**WORK TO BE COMPLETED:** Copy out each line of the material that includes the word "table".

----

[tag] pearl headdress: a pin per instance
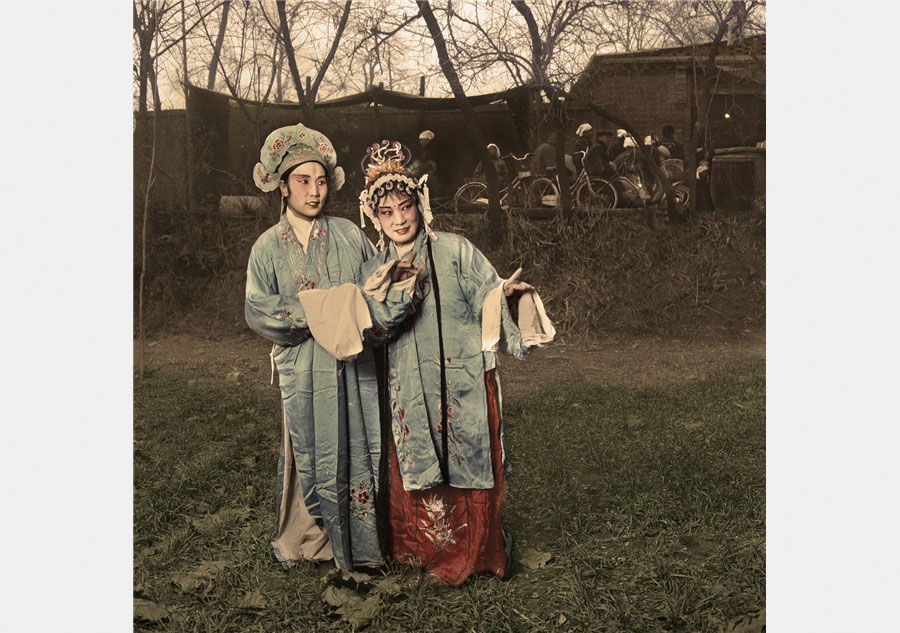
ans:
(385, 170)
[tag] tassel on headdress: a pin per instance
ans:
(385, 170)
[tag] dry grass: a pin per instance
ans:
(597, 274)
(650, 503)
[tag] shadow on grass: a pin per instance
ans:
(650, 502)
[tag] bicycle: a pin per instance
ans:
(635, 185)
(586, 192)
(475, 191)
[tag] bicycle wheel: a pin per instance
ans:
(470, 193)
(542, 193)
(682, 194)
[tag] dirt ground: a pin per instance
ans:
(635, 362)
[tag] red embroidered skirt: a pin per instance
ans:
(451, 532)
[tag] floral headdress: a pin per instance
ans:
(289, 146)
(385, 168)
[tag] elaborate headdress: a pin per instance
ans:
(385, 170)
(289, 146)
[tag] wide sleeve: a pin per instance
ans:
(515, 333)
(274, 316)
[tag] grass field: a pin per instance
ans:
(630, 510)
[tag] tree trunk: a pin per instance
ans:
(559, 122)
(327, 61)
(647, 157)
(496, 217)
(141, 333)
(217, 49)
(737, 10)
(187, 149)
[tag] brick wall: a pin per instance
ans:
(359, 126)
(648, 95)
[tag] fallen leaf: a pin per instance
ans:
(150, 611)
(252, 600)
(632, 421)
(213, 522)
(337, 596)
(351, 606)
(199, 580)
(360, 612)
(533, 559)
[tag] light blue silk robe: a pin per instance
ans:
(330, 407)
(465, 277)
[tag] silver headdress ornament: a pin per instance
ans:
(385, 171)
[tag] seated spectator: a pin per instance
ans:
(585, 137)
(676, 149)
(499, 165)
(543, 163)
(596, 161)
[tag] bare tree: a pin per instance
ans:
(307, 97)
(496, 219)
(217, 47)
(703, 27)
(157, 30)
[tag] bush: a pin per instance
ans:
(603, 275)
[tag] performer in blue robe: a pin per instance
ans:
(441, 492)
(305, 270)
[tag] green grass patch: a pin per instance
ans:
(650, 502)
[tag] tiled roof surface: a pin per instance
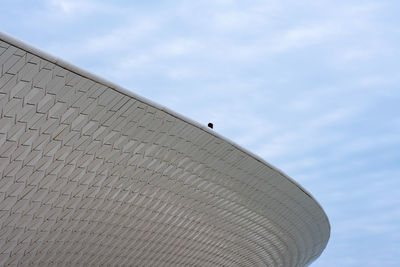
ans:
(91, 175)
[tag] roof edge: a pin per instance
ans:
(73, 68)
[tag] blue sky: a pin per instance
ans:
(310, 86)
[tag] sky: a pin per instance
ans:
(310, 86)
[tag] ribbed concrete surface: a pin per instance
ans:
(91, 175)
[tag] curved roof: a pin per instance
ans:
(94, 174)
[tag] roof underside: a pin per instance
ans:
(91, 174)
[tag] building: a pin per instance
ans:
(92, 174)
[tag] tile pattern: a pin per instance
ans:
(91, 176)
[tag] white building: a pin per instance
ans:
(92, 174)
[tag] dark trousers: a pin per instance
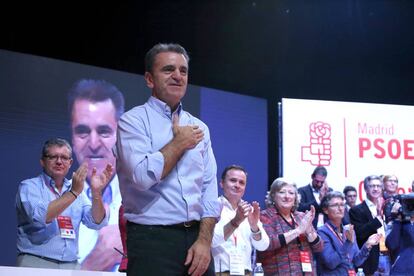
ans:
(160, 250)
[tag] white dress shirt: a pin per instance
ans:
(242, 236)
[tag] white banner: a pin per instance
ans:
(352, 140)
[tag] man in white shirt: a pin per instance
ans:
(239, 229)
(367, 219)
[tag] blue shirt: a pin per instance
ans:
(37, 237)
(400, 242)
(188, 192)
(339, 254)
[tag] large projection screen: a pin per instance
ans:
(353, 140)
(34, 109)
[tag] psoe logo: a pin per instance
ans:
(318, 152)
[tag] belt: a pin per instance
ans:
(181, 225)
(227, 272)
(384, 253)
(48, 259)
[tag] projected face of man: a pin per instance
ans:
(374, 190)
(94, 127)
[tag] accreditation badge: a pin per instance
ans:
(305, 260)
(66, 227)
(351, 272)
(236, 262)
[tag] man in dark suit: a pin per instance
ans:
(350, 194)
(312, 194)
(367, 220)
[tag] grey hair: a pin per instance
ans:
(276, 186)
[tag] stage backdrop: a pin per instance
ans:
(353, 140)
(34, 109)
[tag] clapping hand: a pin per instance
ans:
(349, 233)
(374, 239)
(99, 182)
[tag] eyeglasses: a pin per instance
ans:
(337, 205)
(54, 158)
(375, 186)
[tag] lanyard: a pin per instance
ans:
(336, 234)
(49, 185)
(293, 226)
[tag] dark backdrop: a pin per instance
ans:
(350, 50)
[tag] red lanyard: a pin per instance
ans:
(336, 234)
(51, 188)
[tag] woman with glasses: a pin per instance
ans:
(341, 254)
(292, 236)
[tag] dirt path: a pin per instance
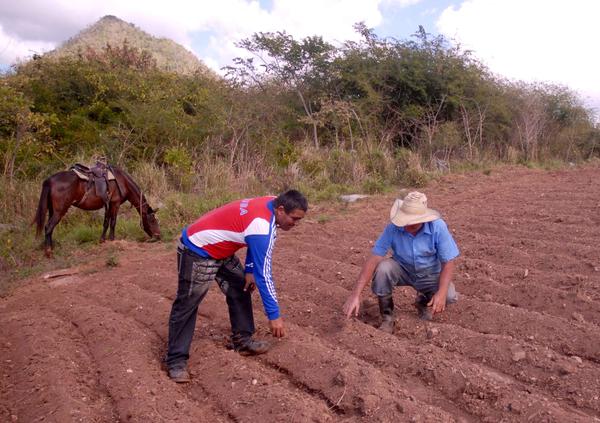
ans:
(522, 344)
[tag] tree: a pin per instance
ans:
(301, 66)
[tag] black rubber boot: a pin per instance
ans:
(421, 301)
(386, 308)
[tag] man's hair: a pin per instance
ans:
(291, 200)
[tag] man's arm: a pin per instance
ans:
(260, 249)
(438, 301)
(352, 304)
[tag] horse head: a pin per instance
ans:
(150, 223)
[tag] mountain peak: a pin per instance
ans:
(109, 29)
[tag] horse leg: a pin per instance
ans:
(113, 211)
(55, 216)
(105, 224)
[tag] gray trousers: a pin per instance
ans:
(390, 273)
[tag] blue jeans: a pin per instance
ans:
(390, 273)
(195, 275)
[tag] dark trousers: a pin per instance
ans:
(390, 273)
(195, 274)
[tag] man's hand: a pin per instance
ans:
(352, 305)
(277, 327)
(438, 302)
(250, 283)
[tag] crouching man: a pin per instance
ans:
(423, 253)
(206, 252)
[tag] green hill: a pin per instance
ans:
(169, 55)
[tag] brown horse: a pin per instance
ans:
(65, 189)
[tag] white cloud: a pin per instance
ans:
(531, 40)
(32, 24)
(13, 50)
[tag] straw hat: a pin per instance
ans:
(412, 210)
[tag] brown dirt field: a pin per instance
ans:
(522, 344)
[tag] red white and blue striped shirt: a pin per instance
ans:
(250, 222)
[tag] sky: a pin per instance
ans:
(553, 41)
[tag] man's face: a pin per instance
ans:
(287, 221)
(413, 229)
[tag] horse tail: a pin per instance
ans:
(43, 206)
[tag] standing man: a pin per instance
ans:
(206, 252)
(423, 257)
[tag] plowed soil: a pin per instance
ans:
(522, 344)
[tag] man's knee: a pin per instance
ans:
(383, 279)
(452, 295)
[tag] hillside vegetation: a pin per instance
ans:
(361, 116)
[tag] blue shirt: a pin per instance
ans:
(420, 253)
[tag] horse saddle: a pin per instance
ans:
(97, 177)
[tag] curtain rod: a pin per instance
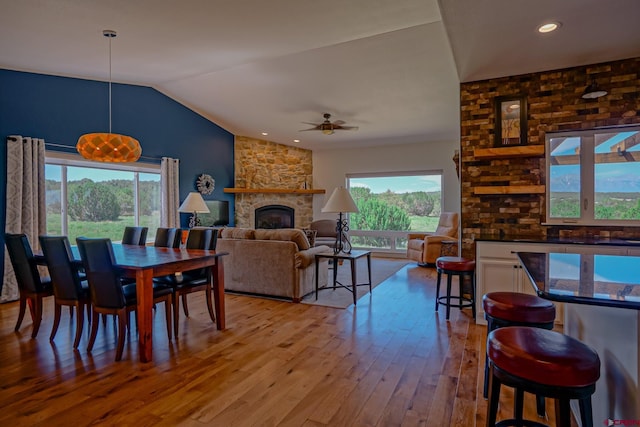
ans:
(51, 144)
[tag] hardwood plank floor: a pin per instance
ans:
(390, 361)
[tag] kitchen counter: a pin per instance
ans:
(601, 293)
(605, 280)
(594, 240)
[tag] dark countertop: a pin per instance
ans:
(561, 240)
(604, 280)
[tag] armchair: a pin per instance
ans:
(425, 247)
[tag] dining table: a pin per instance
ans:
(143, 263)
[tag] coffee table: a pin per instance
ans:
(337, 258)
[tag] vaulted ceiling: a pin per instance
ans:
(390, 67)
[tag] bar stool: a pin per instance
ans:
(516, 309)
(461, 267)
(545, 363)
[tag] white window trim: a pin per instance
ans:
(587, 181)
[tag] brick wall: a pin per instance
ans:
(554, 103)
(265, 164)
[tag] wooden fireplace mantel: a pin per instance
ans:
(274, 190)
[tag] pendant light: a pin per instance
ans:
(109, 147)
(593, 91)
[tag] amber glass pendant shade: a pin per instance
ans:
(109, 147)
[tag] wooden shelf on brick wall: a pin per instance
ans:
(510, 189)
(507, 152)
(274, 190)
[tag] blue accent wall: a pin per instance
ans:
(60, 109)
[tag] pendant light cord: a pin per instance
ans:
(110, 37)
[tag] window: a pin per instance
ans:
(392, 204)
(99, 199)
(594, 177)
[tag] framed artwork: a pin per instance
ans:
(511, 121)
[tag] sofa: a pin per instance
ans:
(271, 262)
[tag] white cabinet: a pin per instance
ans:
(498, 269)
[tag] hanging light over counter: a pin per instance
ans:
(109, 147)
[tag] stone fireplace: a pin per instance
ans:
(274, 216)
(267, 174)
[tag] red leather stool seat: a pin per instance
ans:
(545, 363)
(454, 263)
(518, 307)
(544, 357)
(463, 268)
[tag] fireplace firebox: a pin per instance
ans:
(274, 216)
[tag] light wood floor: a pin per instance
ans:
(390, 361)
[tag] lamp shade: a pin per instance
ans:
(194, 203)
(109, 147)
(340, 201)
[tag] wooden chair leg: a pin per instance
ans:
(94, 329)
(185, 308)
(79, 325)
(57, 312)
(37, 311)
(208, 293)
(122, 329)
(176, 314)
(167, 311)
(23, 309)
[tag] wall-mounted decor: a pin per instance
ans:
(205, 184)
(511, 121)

----

**WRITTEN SOLUTION:**
[tag] dining table: a pin per instance
[tag] coffee table: a pin per instance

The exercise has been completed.